- _ACTIVITY LIST_:
**1)** In the text on drying food, what temperature did the sheet metal roof used for drying tuna usually exceed?
**2)** Reproduce word for word the part of the text on drying food starting at "There are many" and ending at "than an attic.".

Segment Start: TEXT SECTION

Bleach is your friend. Keep things clean including your hands. One last thing, dont leave food there over the winter or you may get uninvited guest. Mice usually won't come in untill the weather turns unless you already have a problem. You should be done by then except for the nuts so keep an eye out for them and remove when dried. (the nuts, not the mice)
 
I used to buy tuna jerky in long 1" strips at the local hardware store on Molokai back in the late 1970's and a friend would make it by placing a screened wooden drying rack on his sheet metal roof, the temps would usually exceed 120 degrees.
 
There are many ways to get a mere 60 watts of heat for a dehydrator than wasteful incandescent light bulbs. Heat is needed, not light. An above post points out the use of solar energy. A dehydrator works by raising the temperature of the product being dehydrated, then removing the moisture laden air. A light bulb is not required. Perhaps a hotplate would be a better choice than an attic.

With the EOL'ing of incandescent bulbs, in order to continue generating light I have actually gone a step further into the past and replaced everything with arclight, it maintains that nice white full spectrum light I've always enjoyed from having a glowing wire providing my light. However, the downside is it pours off tons of heat, and needs about 10amps to really generate a useful quantity of light.

Segment End: TEXT SECTION
Segment Start: RECORDS SUPPLIED

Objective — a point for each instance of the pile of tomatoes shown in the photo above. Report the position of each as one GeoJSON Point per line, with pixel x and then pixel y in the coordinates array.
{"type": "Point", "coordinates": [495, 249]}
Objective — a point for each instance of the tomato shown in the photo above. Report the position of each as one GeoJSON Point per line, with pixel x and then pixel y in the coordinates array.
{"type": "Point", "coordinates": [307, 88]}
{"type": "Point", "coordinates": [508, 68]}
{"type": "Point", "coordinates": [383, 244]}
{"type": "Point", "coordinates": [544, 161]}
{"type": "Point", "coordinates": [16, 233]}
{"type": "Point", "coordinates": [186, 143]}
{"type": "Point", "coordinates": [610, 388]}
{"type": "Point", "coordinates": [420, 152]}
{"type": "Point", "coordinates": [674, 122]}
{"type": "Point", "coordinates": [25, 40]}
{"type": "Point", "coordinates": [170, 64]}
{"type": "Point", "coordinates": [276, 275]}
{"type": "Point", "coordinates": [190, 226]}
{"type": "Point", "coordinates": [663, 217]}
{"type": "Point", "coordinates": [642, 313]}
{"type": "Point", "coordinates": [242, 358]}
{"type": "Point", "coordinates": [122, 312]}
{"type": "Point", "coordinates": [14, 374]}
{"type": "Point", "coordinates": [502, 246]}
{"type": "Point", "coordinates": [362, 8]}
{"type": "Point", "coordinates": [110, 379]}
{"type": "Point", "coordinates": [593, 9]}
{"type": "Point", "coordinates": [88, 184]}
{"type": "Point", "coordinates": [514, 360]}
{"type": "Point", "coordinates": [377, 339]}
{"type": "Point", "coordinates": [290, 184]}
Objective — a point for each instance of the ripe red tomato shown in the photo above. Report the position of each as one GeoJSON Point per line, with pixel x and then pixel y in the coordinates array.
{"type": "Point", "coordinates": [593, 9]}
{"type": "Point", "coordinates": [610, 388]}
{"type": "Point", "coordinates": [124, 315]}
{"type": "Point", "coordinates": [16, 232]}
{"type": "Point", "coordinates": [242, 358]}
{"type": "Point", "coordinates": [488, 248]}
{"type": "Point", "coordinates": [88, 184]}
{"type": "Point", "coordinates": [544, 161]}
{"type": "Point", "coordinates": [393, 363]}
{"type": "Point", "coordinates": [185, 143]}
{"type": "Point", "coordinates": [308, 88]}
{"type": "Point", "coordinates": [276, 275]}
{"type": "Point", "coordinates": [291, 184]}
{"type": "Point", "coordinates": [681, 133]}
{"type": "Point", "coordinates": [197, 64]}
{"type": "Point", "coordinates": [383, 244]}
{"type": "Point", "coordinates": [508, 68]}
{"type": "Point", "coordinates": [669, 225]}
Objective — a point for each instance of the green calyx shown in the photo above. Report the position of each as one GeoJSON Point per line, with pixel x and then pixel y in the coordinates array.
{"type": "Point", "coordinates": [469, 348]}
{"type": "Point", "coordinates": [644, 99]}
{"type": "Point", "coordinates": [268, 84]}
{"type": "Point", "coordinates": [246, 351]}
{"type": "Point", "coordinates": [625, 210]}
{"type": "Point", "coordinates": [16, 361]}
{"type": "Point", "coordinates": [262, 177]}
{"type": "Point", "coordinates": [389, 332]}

Segment End: RECORDS SUPPLIED

- _ANSWERS TO THE EXERCISE_:
**1)** The roof temperature would usually exceed 120 degrees.

**2)**
There are many ways to get a mere 60 watts of heat for a dehydrator than wasteful incandescent light bulbs. Heat is needed, not light. An above post points out the use of solar energy. A dehydrator works by raising the temperature of the product being dehydrated, then removing the moisture laden air. A light bulb is not required. Perhaps a hotplate would be a better choice than an attic.